[Material to process]
>>>

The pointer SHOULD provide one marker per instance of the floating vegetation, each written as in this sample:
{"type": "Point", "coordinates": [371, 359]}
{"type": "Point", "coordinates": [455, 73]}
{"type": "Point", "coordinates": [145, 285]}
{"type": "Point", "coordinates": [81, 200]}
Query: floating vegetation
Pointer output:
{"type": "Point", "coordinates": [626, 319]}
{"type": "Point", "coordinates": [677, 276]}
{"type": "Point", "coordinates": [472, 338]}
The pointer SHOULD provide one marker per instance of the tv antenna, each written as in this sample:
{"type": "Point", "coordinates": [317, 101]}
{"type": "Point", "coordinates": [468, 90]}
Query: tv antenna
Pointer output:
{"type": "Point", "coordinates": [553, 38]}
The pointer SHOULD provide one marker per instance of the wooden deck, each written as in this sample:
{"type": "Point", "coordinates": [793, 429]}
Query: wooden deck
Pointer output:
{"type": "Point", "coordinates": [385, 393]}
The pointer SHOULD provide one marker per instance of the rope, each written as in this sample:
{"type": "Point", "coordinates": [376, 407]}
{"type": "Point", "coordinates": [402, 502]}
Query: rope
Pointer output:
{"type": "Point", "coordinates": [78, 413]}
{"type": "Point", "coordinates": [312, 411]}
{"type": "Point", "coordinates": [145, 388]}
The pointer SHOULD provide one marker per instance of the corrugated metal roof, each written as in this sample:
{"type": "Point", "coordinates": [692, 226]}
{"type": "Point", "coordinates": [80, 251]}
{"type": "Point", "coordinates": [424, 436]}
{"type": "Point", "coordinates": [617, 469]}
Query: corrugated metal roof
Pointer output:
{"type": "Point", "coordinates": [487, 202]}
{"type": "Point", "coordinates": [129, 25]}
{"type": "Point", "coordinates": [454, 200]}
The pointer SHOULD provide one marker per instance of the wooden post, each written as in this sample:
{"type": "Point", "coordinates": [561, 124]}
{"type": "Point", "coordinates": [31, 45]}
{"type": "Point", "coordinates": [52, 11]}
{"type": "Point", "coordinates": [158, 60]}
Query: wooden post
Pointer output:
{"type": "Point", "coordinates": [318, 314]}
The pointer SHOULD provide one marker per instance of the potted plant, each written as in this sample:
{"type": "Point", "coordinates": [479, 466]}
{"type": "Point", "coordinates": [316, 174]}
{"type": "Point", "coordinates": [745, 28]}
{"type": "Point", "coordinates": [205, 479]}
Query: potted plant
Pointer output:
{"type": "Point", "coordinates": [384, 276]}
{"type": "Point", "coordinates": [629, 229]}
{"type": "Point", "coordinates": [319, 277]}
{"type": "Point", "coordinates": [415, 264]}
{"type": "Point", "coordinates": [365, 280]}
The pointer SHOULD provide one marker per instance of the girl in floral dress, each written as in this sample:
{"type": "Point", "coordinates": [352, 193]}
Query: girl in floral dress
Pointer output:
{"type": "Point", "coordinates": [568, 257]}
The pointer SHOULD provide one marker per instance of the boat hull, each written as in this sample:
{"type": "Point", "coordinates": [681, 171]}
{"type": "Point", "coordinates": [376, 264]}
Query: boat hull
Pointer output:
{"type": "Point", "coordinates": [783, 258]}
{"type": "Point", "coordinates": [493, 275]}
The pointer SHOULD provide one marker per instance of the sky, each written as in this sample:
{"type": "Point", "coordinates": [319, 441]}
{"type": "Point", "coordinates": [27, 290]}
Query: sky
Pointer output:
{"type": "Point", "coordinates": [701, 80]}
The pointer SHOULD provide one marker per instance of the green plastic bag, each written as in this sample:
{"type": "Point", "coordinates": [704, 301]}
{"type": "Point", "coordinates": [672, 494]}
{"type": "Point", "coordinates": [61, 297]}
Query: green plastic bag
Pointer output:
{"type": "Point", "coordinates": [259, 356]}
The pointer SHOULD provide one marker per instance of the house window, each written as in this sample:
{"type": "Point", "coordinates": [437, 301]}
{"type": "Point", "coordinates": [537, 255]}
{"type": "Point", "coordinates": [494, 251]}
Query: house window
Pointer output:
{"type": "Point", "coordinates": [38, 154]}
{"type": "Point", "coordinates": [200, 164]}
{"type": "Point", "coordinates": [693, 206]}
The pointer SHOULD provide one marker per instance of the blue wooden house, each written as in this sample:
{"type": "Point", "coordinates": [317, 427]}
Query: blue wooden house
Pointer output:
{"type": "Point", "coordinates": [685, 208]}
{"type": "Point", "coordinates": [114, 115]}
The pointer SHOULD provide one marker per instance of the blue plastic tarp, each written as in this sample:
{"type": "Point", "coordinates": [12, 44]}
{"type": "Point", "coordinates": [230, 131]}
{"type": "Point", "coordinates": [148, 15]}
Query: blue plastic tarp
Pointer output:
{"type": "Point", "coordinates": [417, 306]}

<<<

[Exercise goal] Turn everything from the line containing "the blue wooden" down to the end of the rows above into a numbered list, leaving out any blank lines.

[In response]
1. The pointer SHOULD provide one marker per instance of the blue wooden house, each written as in this sample:
2. {"type": "Point", "coordinates": [317, 427]}
3. Query: blue wooden house
4. Pointer output:
5. {"type": "Point", "coordinates": [685, 208]}
6. {"type": "Point", "coordinates": [114, 115]}
7. The pointer SHOULD provide one marker per instance of the blue plastic tarp, each written as in this sample:
8. {"type": "Point", "coordinates": [12, 44]}
9. {"type": "Point", "coordinates": [230, 131]}
10. {"type": "Point", "coordinates": [148, 15]}
11. Query: blue plastic tarp
12. Pointer output:
13. {"type": "Point", "coordinates": [417, 306]}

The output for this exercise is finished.